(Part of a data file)

────────────────

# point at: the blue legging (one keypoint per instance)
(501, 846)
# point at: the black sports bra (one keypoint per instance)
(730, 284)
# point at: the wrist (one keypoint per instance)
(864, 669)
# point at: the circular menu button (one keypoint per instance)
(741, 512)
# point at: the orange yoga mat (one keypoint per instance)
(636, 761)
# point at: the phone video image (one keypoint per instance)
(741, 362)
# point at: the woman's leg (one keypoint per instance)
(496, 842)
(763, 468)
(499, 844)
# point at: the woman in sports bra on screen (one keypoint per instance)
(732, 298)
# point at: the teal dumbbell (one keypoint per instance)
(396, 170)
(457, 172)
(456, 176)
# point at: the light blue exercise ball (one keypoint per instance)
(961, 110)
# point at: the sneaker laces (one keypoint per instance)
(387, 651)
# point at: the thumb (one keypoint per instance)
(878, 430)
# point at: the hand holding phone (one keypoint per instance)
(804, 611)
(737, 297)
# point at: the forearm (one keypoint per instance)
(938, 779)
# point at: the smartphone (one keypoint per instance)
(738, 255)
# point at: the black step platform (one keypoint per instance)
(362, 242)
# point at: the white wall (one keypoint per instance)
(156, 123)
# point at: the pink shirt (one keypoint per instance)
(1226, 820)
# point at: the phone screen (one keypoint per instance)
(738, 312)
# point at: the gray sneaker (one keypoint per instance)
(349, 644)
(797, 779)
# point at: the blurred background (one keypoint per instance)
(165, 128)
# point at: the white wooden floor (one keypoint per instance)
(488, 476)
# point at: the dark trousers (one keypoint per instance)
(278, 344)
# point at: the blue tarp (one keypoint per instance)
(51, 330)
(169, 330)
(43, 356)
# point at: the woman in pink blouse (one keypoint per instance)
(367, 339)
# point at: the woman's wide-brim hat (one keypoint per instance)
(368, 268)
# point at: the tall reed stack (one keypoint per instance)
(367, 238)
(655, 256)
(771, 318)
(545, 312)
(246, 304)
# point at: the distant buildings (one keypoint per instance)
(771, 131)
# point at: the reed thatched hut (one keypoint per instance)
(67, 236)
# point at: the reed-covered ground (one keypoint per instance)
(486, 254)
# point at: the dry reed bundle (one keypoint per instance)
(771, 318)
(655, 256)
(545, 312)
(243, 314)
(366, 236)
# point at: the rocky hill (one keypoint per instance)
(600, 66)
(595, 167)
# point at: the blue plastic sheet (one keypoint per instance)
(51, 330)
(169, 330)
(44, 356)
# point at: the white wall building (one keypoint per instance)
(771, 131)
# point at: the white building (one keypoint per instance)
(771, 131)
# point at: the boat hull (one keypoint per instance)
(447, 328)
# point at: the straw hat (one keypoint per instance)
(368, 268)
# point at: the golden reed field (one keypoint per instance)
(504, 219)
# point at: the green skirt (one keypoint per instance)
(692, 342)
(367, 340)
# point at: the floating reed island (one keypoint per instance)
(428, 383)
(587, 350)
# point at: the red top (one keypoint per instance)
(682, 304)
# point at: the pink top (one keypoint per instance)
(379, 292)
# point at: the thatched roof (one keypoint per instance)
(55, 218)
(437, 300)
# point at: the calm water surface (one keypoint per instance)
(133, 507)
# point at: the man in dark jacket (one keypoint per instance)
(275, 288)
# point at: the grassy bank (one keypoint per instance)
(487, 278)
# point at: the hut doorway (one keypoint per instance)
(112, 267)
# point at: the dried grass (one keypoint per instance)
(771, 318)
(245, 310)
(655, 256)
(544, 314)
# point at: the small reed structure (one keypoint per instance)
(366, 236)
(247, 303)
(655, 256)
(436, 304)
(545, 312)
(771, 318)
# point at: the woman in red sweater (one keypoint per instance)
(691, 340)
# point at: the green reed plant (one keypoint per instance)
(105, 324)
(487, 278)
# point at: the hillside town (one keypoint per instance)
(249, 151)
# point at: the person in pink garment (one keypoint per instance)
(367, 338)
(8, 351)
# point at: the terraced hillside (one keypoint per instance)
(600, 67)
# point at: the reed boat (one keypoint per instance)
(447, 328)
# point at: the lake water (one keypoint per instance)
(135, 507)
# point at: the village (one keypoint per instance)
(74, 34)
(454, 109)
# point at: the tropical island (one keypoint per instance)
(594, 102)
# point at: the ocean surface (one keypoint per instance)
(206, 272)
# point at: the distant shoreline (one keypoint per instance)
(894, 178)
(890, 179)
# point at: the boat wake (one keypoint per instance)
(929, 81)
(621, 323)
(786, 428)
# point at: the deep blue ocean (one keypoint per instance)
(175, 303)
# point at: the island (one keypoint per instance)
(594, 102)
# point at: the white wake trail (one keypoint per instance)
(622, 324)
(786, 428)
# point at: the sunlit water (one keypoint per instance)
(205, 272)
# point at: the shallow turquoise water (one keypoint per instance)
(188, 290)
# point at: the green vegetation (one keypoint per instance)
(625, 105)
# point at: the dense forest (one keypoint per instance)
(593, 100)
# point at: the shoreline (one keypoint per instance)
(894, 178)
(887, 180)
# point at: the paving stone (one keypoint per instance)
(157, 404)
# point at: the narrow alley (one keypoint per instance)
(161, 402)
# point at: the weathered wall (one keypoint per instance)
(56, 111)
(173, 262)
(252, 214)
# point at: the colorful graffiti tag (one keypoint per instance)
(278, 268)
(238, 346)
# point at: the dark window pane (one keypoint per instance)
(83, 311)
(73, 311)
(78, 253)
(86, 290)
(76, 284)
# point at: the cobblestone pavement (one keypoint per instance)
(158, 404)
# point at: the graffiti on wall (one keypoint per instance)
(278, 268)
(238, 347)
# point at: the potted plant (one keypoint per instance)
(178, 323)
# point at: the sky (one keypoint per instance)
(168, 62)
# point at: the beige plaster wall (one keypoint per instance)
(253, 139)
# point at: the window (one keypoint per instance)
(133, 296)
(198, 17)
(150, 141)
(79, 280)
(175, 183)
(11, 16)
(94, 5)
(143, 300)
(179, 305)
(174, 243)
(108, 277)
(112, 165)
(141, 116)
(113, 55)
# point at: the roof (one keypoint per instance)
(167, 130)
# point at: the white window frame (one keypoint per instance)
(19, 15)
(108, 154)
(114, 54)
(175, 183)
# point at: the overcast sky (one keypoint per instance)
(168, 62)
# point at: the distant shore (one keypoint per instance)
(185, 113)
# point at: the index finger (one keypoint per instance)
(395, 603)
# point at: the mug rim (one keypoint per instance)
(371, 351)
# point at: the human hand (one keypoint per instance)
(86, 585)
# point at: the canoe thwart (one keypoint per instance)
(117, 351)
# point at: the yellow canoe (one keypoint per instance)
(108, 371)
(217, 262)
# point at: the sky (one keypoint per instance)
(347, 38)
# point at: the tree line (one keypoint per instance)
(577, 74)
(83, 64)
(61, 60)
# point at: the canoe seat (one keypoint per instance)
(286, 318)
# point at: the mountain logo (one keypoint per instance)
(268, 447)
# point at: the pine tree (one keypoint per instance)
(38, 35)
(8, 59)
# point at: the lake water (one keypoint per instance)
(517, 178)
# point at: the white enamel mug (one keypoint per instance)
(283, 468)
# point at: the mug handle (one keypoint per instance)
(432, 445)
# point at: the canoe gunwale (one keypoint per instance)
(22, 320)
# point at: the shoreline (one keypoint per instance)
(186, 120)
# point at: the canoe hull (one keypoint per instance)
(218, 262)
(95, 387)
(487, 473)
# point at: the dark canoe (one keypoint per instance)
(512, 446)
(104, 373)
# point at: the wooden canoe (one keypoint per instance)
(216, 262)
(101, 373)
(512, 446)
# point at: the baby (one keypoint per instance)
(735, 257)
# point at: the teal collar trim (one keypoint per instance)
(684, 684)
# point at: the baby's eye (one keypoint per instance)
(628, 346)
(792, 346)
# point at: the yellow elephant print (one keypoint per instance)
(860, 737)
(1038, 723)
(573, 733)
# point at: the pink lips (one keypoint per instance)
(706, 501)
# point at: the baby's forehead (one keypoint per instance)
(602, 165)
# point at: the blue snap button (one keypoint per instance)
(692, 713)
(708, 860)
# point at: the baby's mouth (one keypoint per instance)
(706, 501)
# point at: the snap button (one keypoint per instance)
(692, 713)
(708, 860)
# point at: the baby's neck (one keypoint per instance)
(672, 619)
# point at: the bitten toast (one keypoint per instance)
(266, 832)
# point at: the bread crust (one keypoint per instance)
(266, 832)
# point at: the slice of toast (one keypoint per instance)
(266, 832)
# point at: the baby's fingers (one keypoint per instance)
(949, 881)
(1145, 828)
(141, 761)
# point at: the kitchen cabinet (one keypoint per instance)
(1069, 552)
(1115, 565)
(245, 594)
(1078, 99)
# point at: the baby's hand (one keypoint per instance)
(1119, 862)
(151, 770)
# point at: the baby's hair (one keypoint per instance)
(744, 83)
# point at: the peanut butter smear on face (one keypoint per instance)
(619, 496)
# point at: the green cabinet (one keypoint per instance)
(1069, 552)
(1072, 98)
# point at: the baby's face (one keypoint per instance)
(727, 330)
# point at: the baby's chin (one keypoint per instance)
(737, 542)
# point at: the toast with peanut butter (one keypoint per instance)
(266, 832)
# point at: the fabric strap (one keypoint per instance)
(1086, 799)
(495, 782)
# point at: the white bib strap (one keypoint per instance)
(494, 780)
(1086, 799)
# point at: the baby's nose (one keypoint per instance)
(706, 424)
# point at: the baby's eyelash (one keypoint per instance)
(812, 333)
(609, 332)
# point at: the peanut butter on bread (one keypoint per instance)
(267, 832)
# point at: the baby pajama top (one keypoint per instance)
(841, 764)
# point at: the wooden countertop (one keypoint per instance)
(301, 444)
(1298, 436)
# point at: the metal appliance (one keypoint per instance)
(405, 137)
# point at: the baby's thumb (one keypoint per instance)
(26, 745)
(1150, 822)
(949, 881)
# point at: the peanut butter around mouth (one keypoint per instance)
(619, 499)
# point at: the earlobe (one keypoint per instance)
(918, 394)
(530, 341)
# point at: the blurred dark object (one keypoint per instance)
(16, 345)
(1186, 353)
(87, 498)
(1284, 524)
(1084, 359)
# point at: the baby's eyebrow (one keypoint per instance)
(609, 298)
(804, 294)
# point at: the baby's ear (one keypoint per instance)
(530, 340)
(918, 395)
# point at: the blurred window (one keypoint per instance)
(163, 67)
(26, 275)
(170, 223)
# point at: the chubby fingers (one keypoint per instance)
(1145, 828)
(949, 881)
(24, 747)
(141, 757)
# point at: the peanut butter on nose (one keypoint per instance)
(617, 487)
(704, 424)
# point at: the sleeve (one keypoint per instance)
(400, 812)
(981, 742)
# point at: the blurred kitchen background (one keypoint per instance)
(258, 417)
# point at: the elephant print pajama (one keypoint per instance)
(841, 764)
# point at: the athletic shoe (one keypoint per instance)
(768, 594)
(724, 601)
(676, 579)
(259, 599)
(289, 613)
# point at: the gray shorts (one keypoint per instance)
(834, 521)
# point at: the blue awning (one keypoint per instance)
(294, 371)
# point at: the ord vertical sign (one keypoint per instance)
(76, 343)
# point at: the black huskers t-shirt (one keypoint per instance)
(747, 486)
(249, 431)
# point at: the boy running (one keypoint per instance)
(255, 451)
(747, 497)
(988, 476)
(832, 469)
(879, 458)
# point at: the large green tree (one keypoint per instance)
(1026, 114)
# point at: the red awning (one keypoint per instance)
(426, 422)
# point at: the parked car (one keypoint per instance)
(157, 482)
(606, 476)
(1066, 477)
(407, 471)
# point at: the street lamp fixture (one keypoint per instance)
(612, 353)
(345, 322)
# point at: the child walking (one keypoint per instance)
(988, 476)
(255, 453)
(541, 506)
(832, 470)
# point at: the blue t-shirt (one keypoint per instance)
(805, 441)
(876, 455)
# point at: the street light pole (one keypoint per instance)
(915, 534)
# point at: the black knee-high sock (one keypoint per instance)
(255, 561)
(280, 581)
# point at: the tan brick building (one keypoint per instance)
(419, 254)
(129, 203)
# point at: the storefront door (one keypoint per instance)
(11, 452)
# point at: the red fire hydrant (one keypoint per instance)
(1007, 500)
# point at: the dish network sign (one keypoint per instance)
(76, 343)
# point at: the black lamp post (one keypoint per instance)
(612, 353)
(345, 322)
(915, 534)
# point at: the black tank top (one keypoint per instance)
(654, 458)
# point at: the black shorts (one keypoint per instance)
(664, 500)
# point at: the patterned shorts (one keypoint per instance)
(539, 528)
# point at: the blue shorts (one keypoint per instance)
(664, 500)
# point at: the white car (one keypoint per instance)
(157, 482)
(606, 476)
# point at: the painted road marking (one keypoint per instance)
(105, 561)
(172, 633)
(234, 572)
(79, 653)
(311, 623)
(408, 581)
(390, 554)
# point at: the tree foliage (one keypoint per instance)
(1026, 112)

────────────────

Your objective:
Repeat only the stretch of lines starting at the one containing "# point at: the dish" and running to the final line of the entries above.

Complete answer:
# point at: the dish network sign (one keypoint per instance)
(76, 343)
# point at: the black lamp post (one keypoint per instance)
(612, 353)
(345, 322)
(915, 534)
# point at: the black tank top (one keypoint per instance)
(654, 458)
# point at: the black shorts (one keypoint per instance)
(664, 500)
# point at: the patterned shorts (one keypoint per instance)
(539, 528)
# point at: the blue shorts (one keypoint per instance)
(664, 500)
# point at: the white car (one keypoint per instance)
(157, 482)
(606, 476)
# point at: the painted road marking (one keypoint per instance)
(105, 561)
(172, 633)
(234, 572)
(79, 653)
(311, 623)
(408, 581)
(390, 554)
# point at: the tree foliage (one keypoint per instance)
(1026, 112)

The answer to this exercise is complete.